[Your objective]:
Reproduce every one of the entries below word for word.

[Input rows]:
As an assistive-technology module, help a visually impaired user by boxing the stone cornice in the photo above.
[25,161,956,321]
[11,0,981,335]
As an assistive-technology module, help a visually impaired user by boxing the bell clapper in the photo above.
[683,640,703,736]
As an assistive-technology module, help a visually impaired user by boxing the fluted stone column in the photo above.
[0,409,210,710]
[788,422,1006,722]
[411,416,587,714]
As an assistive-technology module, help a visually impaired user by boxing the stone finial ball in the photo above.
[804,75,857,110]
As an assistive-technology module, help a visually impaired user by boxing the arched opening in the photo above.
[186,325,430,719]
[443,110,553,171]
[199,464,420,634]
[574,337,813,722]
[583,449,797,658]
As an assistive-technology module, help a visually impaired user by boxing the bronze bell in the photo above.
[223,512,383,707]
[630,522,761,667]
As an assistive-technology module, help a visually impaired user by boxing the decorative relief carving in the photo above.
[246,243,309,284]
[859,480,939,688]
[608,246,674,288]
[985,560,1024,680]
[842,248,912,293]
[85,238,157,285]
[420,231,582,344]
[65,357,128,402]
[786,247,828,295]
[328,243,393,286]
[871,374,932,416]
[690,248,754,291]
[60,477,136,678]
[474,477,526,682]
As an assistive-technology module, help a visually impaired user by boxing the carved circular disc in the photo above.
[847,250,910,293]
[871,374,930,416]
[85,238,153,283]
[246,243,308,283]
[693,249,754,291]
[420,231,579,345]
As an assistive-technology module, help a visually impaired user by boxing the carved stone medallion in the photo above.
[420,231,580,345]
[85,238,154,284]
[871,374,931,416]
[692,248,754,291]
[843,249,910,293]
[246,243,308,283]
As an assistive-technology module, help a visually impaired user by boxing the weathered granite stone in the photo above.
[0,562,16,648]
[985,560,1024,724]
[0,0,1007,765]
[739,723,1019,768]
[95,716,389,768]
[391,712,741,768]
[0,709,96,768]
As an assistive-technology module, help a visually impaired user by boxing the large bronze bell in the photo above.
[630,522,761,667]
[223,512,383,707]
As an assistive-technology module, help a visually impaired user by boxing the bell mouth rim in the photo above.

[Exercise response]:
As an assistive-technology module, help a visually impaired user by boxing the stone cornice in the photo above.
[25,161,956,321]
[11,0,981,335]
As an assistive-technology module, help a visually impaired user by boxing the bell clapper in the photo above.
[683,640,703,736]
As an assistive-technology module, help a visually impaired user by boxing the fluted stone column in the photo above.
[0,409,210,710]
[788,422,1006,722]
[411,416,587,714]
As an assistive-technology module, help a visually impaired user by boxing the stone finial ball in the photo above.
[804,75,857,110]
As an assistive-technology module, help a visually impaired user by boxing the arched opening in the photo above.
[186,325,430,719]
[443,110,553,171]
[199,464,420,634]
[574,337,813,722]
[583,449,797,658]
As an assistive-technology module, help a visually impaired user by boxing the bronze bell in the photo above.
[223,512,383,707]
[630,522,761,667]
As an assistive-technology module, help a visually impaired user by boxing the decorative relief carving in the photo above.
[246,243,309,284]
[859,480,939,688]
[608,246,674,288]
[985,560,1024,680]
[842,248,912,293]
[85,238,157,285]
[420,231,582,344]
[65,357,128,402]
[786,247,828,295]
[328,243,393,286]
[871,374,932,416]
[690,248,754,291]
[60,477,136,678]
[474,477,526,682]
As an assistive-technology module, help a visually impaired user by boxing the carved circular disc in the photo above.
[847,250,910,293]
[871,374,930,416]
[85,238,153,283]
[246,243,308,283]
[693,249,754,291]
[420,231,579,345]
As an assistive-technology module, help a visually impaired user by boxing the carved stone medallion in the photo above.
[420,231,580,345]
[85,238,154,284]
[871,374,931,416]
[692,248,754,291]
[843,249,910,293]
[246,243,308,283]
As an assistive-technology module, help a visually impaired user by boxing the weathered granite stone in the photo above.
[0,562,16,648]
[985,560,1024,724]
[0,0,1007,765]
[739,723,1019,768]
[95,716,389,768]
[391,712,741,768]
[0,709,96,768]
As an assistive-technology module, help a visually impaired user by boxing the large bronze bell in the photo above.
[630,522,761,667]
[223,512,383,707]
As an assistive-technology module, help a visually impaired user by boxing the bell mouth rim in the photo above.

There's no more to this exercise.